### Azione richiesta 1
Trascrivi il passo del testo sul coronavirus da "La mia testimonianza" a "al suo recupero.".
### Azione richiesta 2
Nel testo sul coronavirus, riscrivi come elenco puntato il paragrafo che inizia con "In questo periodo in tanti", conservandone i fatti principali.

### Testo
+++++

In questo periodo in tanti (anche troppi e senza cognizione di causa) parlano del virus chiamato coronavirus, proprio perché al microscopio elettronico sembra avere una corona o un’aureola. Eppure di regale o di mistico questo virus non ha proprio nulla. Da marzo la fisionomia degli ospedali è completamente cambiata. Una malattia ha colonizzato l’intero ospedale. Potremmo dire ogni ospedale, anzi tutti gli ospedali. Certamente è una malattia con diversi gradi di presentazione. Da forme lievi (frequenti e che spesso non richiedono l’ospedalizzazione) a forme crescenti di gravità, soprattutto dal punto di vista respiratorio, quando i pazienti hanno necessità di ossigeno, somministrato attraverso cannule nasali, ma più spesso con le maschere, passando da una bassa percentuale di ossigeno, via via a una maggiore percentuale di ossigeno, fino ad arrivare a maschere con ossigeno spinto sotto pressione (ventilazione non invasiva). Nei casi più gravi è appunto necessaria la ventilazione invasiva, che si effettua previa intubazione e che richiede il ricovero in terapia intensiva.
La mia testimonianza vuole porsi nell’ottica dei pazienti ricoverati, le loro attese e le speranze, considerato anche che un buon numero di questi sono operatori sanitari, colleghi e amici. L’assistenza del malato da un punto di vista psicologico è un aspetto importante, fondamentale, tutt’altro che trascurabile per contribuire al suo recupero.

+++++

### Insieme di dati
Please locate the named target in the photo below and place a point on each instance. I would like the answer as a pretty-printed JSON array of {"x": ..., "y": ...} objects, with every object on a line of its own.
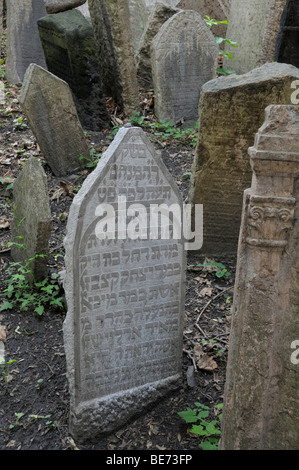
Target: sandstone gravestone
[
  {"x": 32, "y": 218},
  {"x": 111, "y": 20},
  {"x": 125, "y": 295},
  {"x": 254, "y": 26},
  {"x": 160, "y": 14},
  {"x": 49, "y": 107},
  {"x": 261, "y": 402},
  {"x": 184, "y": 56},
  {"x": 70, "y": 51},
  {"x": 230, "y": 112},
  {"x": 23, "y": 43},
  {"x": 56, "y": 6}
]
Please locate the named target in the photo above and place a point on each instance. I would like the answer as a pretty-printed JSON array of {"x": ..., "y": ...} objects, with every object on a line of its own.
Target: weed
[{"x": 209, "y": 431}]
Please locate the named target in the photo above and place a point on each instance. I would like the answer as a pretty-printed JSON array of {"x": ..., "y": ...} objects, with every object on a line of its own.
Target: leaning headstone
[
  {"x": 32, "y": 219},
  {"x": 49, "y": 107},
  {"x": 23, "y": 42},
  {"x": 254, "y": 26},
  {"x": 124, "y": 288},
  {"x": 261, "y": 401},
  {"x": 230, "y": 112},
  {"x": 55, "y": 6},
  {"x": 113, "y": 35},
  {"x": 71, "y": 54},
  {"x": 184, "y": 56},
  {"x": 160, "y": 14}
]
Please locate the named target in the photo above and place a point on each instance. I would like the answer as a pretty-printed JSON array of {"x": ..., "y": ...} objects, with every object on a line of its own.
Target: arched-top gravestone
[
  {"x": 184, "y": 56},
  {"x": 125, "y": 294}
]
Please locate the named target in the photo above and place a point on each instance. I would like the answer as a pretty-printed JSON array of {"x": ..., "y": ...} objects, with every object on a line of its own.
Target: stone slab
[
  {"x": 184, "y": 56},
  {"x": 23, "y": 42},
  {"x": 71, "y": 54},
  {"x": 125, "y": 296},
  {"x": 49, "y": 107},
  {"x": 221, "y": 170},
  {"x": 32, "y": 218}
]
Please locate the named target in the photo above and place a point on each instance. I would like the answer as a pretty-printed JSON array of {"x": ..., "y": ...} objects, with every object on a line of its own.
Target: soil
[{"x": 34, "y": 405}]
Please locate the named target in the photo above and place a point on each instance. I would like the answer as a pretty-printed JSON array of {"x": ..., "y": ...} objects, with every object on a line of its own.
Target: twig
[{"x": 210, "y": 301}]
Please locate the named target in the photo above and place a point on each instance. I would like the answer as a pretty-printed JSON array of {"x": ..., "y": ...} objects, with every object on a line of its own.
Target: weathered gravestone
[
  {"x": 125, "y": 295},
  {"x": 56, "y": 6},
  {"x": 111, "y": 20},
  {"x": 32, "y": 219},
  {"x": 49, "y": 107},
  {"x": 70, "y": 51},
  {"x": 23, "y": 42},
  {"x": 184, "y": 56},
  {"x": 261, "y": 402},
  {"x": 230, "y": 112},
  {"x": 254, "y": 26}
]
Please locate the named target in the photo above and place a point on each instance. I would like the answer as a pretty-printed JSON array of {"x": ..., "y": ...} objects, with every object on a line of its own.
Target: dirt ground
[{"x": 34, "y": 406}]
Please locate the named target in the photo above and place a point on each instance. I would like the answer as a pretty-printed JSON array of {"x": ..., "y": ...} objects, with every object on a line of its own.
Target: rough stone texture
[
  {"x": 261, "y": 403},
  {"x": 110, "y": 20},
  {"x": 230, "y": 113},
  {"x": 49, "y": 107},
  {"x": 184, "y": 56},
  {"x": 125, "y": 298},
  {"x": 56, "y": 6},
  {"x": 32, "y": 218},
  {"x": 159, "y": 15},
  {"x": 23, "y": 42},
  {"x": 288, "y": 37},
  {"x": 71, "y": 54},
  {"x": 254, "y": 25}
]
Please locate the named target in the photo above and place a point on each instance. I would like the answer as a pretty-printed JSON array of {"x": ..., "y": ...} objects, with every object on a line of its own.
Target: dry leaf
[{"x": 204, "y": 361}]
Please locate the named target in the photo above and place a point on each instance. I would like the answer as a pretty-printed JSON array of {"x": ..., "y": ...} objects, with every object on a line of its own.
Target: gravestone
[
  {"x": 221, "y": 169},
  {"x": 261, "y": 400},
  {"x": 184, "y": 56},
  {"x": 254, "y": 26},
  {"x": 49, "y": 107},
  {"x": 32, "y": 218},
  {"x": 56, "y": 6},
  {"x": 160, "y": 14},
  {"x": 111, "y": 20},
  {"x": 70, "y": 50},
  {"x": 125, "y": 295},
  {"x": 23, "y": 42}
]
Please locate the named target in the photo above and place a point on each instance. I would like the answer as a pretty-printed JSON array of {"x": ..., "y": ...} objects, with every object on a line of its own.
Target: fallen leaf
[{"x": 202, "y": 359}]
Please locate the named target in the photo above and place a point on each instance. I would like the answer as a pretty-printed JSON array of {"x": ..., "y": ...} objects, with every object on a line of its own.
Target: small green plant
[
  {"x": 220, "y": 271},
  {"x": 5, "y": 367},
  {"x": 219, "y": 40},
  {"x": 209, "y": 431},
  {"x": 92, "y": 160}
]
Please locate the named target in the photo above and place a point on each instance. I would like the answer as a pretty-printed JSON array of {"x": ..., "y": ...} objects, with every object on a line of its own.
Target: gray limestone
[
  {"x": 56, "y": 6},
  {"x": 23, "y": 42},
  {"x": 32, "y": 218},
  {"x": 49, "y": 107},
  {"x": 184, "y": 56},
  {"x": 125, "y": 295},
  {"x": 230, "y": 112}
]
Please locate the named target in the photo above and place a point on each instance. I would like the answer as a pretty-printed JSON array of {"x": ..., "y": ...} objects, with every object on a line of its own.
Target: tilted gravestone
[
  {"x": 261, "y": 400},
  {"x": 71, "y": 54},
  {"x": 23, "y": 42},
  {"x": 111, "y": 24},
  {"x": 49, "y": 107},
  {"x": 124, "y": 288},
  {"x": 32, "y": 219},
  {"x": 230, "y": 112},
  {"x": 184, "y": 56},
  {"x": 56, "y": 6}
]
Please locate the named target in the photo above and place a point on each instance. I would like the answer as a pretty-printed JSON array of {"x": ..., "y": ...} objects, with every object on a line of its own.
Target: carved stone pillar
[{"x": 261, "y": 402}]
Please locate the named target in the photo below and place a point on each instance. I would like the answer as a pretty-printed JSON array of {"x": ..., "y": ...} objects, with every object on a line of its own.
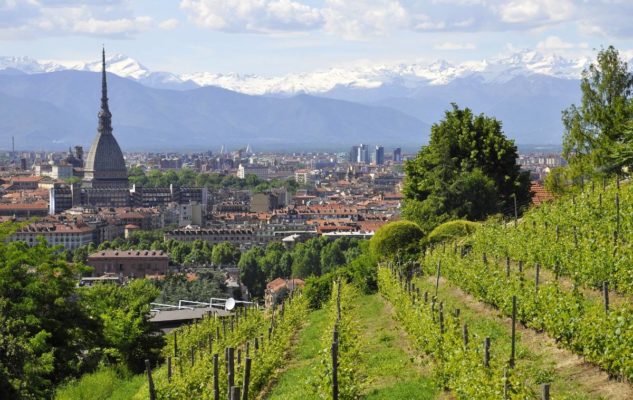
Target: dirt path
[{"x": 568, "y": 365}]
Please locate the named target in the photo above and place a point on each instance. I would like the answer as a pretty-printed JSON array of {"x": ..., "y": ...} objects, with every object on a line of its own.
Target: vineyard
[{"x": 535, "y": 308}]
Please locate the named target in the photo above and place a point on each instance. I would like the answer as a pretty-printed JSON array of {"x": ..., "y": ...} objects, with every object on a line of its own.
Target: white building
[{"x": 261, "y": 171}]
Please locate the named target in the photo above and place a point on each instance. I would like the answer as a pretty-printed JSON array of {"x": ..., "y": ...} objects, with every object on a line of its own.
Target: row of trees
[
  {"x": 257, "y": 265},
  {"x": 469, "y": 171},
  {"x": 314, "y": 257},
  {"x": 51, "y": 330}
]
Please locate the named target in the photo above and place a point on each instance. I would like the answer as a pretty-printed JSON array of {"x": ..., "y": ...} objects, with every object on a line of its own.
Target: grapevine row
[
  {"x": 459, "y": 363},
  {"x": 579, "y": 323},
  {"x": 201, "y": 356},
  {"x": 337, "y": 376},
  {"x": 584, "y": 237}
]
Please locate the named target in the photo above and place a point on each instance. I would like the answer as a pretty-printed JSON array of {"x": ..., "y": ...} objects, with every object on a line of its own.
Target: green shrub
[
  {"x": 450, "y": 231},
  {"x": 394, "y": 238}
]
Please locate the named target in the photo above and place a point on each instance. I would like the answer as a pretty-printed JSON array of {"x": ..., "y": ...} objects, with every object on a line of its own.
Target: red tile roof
[{"x": 541, "y": 194}]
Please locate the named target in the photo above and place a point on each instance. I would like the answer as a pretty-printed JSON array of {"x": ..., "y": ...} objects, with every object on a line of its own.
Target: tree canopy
[
  {"x": 467, "y": 171},
  {"x": 399, "y": 237},
  {"x": 599, "y": 133}
]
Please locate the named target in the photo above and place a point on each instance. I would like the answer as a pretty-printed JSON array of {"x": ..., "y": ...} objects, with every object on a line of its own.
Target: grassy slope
[
  {"x": 100, "y": 385},
  {"x": 533, "y": 353},
  {"x": 291, "y": 384},
  {"x": 390, "y": 373}
]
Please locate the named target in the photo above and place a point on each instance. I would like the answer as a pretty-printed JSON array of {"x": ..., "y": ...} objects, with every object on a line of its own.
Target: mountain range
[{"x": 54, "y": 103}]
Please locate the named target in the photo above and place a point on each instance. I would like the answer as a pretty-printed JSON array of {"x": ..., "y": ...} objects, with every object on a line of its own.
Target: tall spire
[{"x": 105, "y": 117}]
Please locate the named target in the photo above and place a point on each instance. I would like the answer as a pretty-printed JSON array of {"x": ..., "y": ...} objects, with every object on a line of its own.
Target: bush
[
  {"x": 449, "y": 231},
  {"x": 317, "y": 289},
  {"x": 399, "y": 237}
]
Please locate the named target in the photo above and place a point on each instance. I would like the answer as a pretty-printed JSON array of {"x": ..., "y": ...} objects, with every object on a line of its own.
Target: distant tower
[
  {"x": 397, "y": 155},
  {"x": 380, "y": 155},
  {"x": 79, "y": 152},
  {"x": 105, "y": 166}
]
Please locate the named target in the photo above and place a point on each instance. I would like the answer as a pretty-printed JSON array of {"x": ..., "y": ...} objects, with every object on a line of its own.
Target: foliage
[
  {"x": 558, "y": 181},
  {"x": 128, "y": 337},
  {"x": 450, "y": 231},
  {"x": 106, "y": 383},
  {"x": 597, "y": 133},
  {"x": 251, "y": 274},
  {"x": 573, "y": 319},
  {"x": 468, "y": 170},
  {"x": 43, "y": 328},
  {"x": 399, "y": 237},
  {"x": 349, "y": 346},
  {"x": 225, "y": 253},
  {"x": 438, "y": 335},
  {"x": 212, "y": 336}
]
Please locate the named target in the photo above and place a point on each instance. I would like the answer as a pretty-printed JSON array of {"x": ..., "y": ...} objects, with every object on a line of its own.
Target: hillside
[{"x": 446, "y": 328}]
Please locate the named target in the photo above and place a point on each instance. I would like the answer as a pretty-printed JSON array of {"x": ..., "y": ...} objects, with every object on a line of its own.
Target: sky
[{"x": 273, "y": 37}]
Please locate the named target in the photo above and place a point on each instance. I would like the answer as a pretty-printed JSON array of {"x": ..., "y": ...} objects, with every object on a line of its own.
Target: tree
[
  {"x": 332, "y": 256},
  {"x": 306, "y": 259},
  {"x": 43, "y": 328},
  {"x": 123, "y": 311},
  {"x": 468, "y": 170},
  {"x": 596, "y": 132},
  {"x": 395, "y": 238},
  {"x": 225, "y": 253},
  {"x": 251, "y": 274}
]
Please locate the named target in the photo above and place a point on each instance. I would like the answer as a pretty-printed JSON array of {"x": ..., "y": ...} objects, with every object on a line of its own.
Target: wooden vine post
[
  {"x": 487, "y": 352},
  {"x": 437, "y": 279},
  {"x": 335, "y": 365},
  {"x": 605, "y": 293},
  {"x": 247, "y": 378},
  {"x": 514, "y": 330},
  {"x": 150, "y": 382},
  {"x": 216, "y": 382}
]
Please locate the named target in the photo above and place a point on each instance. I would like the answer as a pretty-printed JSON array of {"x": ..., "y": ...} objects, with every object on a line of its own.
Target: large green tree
[
  {"x": 225, "y": 253},
  {"x": 43, "y": 328},
  {"x": 468, "y": 170},
  {"x": 598, "y": 132},
  {"x": 127, "y": 336}
]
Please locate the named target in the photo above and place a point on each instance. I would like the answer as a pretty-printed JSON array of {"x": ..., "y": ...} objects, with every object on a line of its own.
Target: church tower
[{"x": 105, "y": 166}]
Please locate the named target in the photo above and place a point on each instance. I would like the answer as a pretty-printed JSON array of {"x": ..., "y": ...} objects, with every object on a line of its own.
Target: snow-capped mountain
[{"x": 366, "y": 76}]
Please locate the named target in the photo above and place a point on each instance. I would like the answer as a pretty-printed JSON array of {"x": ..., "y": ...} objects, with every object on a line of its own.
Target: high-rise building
[
  {"x": 397, "y": 155},
  {"x": 353, "y": 154},
  {"x": 380, "y": 155},
  {"x": 363, "y": 154},
  {"x": 105, "y": 166}
]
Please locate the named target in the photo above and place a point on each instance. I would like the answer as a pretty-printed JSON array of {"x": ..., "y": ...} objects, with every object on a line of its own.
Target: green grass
[
  {"x": 292, "y": 382},
  {"x": 388, "y": 370},
  {"x": 539, "y": 364},
  {"x": 103, "y": 384}
]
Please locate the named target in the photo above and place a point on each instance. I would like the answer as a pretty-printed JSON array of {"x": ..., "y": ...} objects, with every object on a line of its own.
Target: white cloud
[
  {"x": 455, "y": 46},
  {"x": 169, "y": 24},
  {"x": 252, "y": 15},
  {"x": 535, "y": 11},
  {"x": 95, "y": 26},
  {"x": 33, "y": 18},
  {"x": 556, "y": 43},
  {"x": 362, "y": 18}
]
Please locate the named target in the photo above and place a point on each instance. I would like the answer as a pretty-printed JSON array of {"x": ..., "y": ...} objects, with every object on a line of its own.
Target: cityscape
[{"x": 316, "y": 200}]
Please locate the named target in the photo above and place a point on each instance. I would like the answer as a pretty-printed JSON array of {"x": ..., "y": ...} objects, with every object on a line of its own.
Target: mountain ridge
[{"x": 367, "y": 76}]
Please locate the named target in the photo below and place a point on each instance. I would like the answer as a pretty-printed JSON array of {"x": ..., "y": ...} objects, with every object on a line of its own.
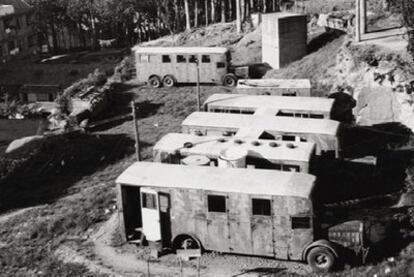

+++++

### Soluzione del compito 1
La mia testimonianza vuole porsi nell’ottica dei pazienti ricoverati, le loro attese e le speranze, considerato anche che un buon numero di questi sono operatori sanitari, colleghi e amici. L’assistenza del malato da un punto di vista psicologico è un aspetto importante, fondamentale, tutt’altro che trascurabile per contribuire al suo recupero.

### Soluzione del compito 2
- Oggi molti parlano del coronavirus, spesso senza cognizione di causa.
- Il nome viene dall'aspetto di corona o aureola al microscopio elettronico, ma il virus non ha nulla di regale o mistico.
- Da marzo la malattia ha cambiato completamente la fisionomia di tutti gli ospedali.
- Si presenta con diversi gradi di gravità:
  - forme lievi, frequenti e spesso senza bisogno di ricovero;
  - forme più gravi, soprattutto respiratorie, che richiedono ossigeno.
- L'ossigeno si somministra con cannule nasali o, più spesso, con maschere, a percentuali crescenti fino alla ventilazione non invasiva sotto pressione.
- Nei casi più gravi serve la ventilazione invasiva, con intubazione e ricovero in terapia intensiva.